**Exercise**
Copy out the material below with every "Target" changed to "Label", leaving everything else untouched.

**Material provided**
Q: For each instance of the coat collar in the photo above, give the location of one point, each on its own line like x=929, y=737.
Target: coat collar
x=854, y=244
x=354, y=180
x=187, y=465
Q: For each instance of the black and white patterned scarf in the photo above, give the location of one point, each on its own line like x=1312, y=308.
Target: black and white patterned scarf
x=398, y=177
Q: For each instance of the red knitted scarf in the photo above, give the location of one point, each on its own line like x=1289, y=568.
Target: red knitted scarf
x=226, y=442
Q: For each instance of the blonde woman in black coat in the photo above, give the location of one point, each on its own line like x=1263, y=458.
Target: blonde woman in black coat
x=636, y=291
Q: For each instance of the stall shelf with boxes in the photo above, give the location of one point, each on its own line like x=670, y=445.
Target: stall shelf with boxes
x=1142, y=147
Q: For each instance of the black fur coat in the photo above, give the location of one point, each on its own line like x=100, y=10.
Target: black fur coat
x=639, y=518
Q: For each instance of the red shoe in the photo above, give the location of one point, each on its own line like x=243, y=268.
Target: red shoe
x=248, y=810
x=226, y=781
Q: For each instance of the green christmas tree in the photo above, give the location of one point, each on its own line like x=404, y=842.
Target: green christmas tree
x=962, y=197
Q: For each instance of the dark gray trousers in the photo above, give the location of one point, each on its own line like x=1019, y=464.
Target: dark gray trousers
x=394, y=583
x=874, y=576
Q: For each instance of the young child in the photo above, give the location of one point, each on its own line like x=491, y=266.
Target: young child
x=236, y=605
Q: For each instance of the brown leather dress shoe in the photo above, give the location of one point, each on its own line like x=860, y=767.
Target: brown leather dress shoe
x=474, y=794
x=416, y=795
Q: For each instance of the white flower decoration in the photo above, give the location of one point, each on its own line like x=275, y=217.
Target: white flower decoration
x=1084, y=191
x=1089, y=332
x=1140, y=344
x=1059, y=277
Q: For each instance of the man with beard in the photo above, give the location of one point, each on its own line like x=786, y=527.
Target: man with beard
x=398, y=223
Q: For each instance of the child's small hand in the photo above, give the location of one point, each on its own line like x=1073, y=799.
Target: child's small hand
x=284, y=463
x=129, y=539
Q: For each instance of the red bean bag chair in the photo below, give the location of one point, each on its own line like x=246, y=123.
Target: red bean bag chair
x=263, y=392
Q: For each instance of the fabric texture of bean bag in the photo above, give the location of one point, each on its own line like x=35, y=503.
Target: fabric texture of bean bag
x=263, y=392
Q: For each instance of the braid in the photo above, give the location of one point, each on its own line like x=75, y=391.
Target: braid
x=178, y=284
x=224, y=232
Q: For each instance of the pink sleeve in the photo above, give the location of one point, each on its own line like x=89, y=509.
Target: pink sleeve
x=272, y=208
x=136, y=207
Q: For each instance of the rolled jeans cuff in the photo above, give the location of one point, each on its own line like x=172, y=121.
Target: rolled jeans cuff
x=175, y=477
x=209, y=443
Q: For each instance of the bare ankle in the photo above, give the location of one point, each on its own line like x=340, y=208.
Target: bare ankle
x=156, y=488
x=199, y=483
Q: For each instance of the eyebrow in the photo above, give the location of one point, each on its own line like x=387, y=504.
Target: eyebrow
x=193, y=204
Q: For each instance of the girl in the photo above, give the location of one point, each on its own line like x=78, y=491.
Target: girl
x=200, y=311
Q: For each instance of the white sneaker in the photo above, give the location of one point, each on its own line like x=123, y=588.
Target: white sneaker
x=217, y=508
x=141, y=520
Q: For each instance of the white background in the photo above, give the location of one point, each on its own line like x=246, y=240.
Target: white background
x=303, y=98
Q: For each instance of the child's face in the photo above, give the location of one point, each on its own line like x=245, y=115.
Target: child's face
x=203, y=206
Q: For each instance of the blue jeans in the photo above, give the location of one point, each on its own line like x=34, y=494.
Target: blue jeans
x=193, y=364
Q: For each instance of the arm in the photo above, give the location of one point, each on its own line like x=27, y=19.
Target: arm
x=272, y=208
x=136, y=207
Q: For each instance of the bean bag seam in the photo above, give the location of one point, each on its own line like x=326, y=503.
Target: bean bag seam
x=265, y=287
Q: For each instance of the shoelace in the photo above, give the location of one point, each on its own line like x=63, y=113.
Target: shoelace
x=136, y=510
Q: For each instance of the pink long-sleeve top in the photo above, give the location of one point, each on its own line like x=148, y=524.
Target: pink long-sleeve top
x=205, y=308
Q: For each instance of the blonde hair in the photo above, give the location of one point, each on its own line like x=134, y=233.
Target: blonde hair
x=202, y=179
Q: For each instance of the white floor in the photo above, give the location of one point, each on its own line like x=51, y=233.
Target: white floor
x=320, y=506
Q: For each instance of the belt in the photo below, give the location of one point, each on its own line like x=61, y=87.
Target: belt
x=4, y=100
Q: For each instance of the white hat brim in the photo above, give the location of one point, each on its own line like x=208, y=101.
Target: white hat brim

**Finished task**
Q: For each instance of the coat collar in the photo above, give the location of one point, each on its own line like x=929, y=737.
Label: coat collar
x=854, y=244
x=354, y=180
x=187, y=465
Q: For each instance of the black and white patterned scarf in the photo above, give the location of one point, each on its own line like x=1312, y=308.
Label: black and white patterned scarf
x=398, y=177
Q: For each instance of the red knitted scarf in the photo above, give the location of one point, each on its own line like x=1289, y=568.
Label: red knitted scarf
x=226, y=442
Q: For each instance of the blonde woman in black coat in the photo above, give the location of one point, each on its own line like x=1263, y=458.
Label: blonde woman in black coat
x=636, y=291
Q: For each instance of the stall shelf with boxes in the photo above, give the location of one point, each on its own line like x=670, y=445.
Label: stall shelf with boxes
x=1142, y=147
Q: For each instance of the black fur coat in the photo above, give the location of one point, each on its own line like x=100, y=10.
Label: black fur coat
x=639, y=518
Q: For each instance of the red shoe in the photo above, give the location of one point, each on its own line like x=243, y=268.
Label: red shoe
x=248, y=810
x=226, y=781
Q: For each instance of the green christmas tree in the photo above, give the location of one point, each on its own line like x=404, y=842.
Label: green christmas tree
x=962, y=197
Q: For each instance of the dark gray trousers in the photo above, give the location of one point, each on its own line like x=1019, y=464.
Label: dark gray trousers
x=394, y=583
x=874, y=576
Q: For each instance of the young child in the photo above, give the location of one point, each on its own line like x=491, y=266.
Label: young child
x=236, y=605
Q: For each instance of the brown leather dress shoe in the photo above, give the location of one point, each on its own line like x=860, y=767.
Label: brown leather dress shoe
x=474, y=794
x=416, y=795
Q: For each instance of the white flower decoration in the photo above, give the location of one point, each on its own line like x=275, y=217.
Label: white flower decoration
x=1084, y=191
x=1089, y=332
x=1140, y=344
x=1059, y=277
Q: For each instance of the man with beard in the photo above, give the location of one point, each on its own line like x=786, y=527.
Label: man with beard
x=398, y=223
Q: For each instance of the child's small hand in the photo above, give the location of one point, each on its own line like x=1073, y=799.
Label: child's small hand
x=284, y=463
x=129, y=539
Q: For each instance of the red bean bag chair in the photo below, give the location of one point, each on its own line like x=246, y=123.
Label: red bean bag chair
x=263, y=392
Q: For each instance of the fabric texture of bean bag in the photo above, give the location of one point, each on its own line like x=35, y=503.
Label: fabric texture of bean bag
x=263, y=392
Q: For each instance of the braid in the photo above, give the location of one point, each on its own line like x=75, y=391.
Label: braid
x=178, y=284
x=224, y=232
Q: For each instance of the pink sleeve in the photo above, give the location of one point, each on its own line like x=89, y=509.
Label: pink sleeve
x=272, y=208
x=136, y=207
Q: For each instance of the rolled jeans cuff in the photo above, give the location of one point, each on its own line like x=172, y=121.
Label: rolled jeans cuff
x=175, y=477
x=209, y=443
Q: For each instance of the bare ankle in the photo above, give the location of one point, each on its own line like x=340, y=208.
Label: bare ankle
x=156, y=488
x=199, y=483
Q: For each instance of the eyebrow in the photo above, give the location of one point, each on its own line like x=387, y=504.
Label: eyebrow
x=193, y=204
Q: For each instance of the girl in the photo above, give the location of one point, each on its own line like x=78, y=491.
Label: girl
x=200, y=311
Q: For each instance of the white sneaker in the photo above, give the location of one point, each on its own line like x=123, y=588.
Label: white sneaker
x=217, y=508
x=141, y=520
Q: For each instance of the white background in the photo above, give the location of one point, each on its own line like x=246, y=240.
Label: white background
x=303, y=98
Q: For each instance of the child's face in the photo above, give the location of one point, each on its own line like x=245, y=115.
Label: child's face
x=203, y=206
Q: For each instance of the blue jeans in the photo above, give the location of one point, each on its own line like x=34, y=494.
Label: blue jeans
x=193, y=364
Q: For each instance of the arm in the photo above, give the location of one point, each on its own line like x=27, y=19.
Label: arm
x=272, y=208
x=136, y=207
Q: For each instance of the bean bag seam in the photo above, give the location of one point, each on its own line like x=326, y=503.
Label: bean bag seam
x=265, y=287
Q: For each instance of the shoelace in the photo above, give the location of one point, each on its own line like x=63, y=113.
Label: shoelace
x=136, y=510
Q: For each instance of the pink long-sleeve top in the photo above, give the location of one point, each on its own line like x=148, y=524.
Label: pink long-sleeve top
x=205, y=308
Q: For each instance of the blonde hair in the photo above, give the location of one point, each on its own line like x=134, y=233.
Label: blonde hair
x=202, y=179
Q: For each instance of the white floor in the photo above, give the location of one point, each on its own line like x=51, y=233.
Label: white floor
x=320, y=506
Q: For each instance of the belt in the photo below, give the location of one point, each on its own line like x=61, y=87.
Label: belt
x=4, y=100
Q: For each instance of the white hat brim in the photo above, give the location of one point, each on its own line like x=208, y=101.
Label: white hat brim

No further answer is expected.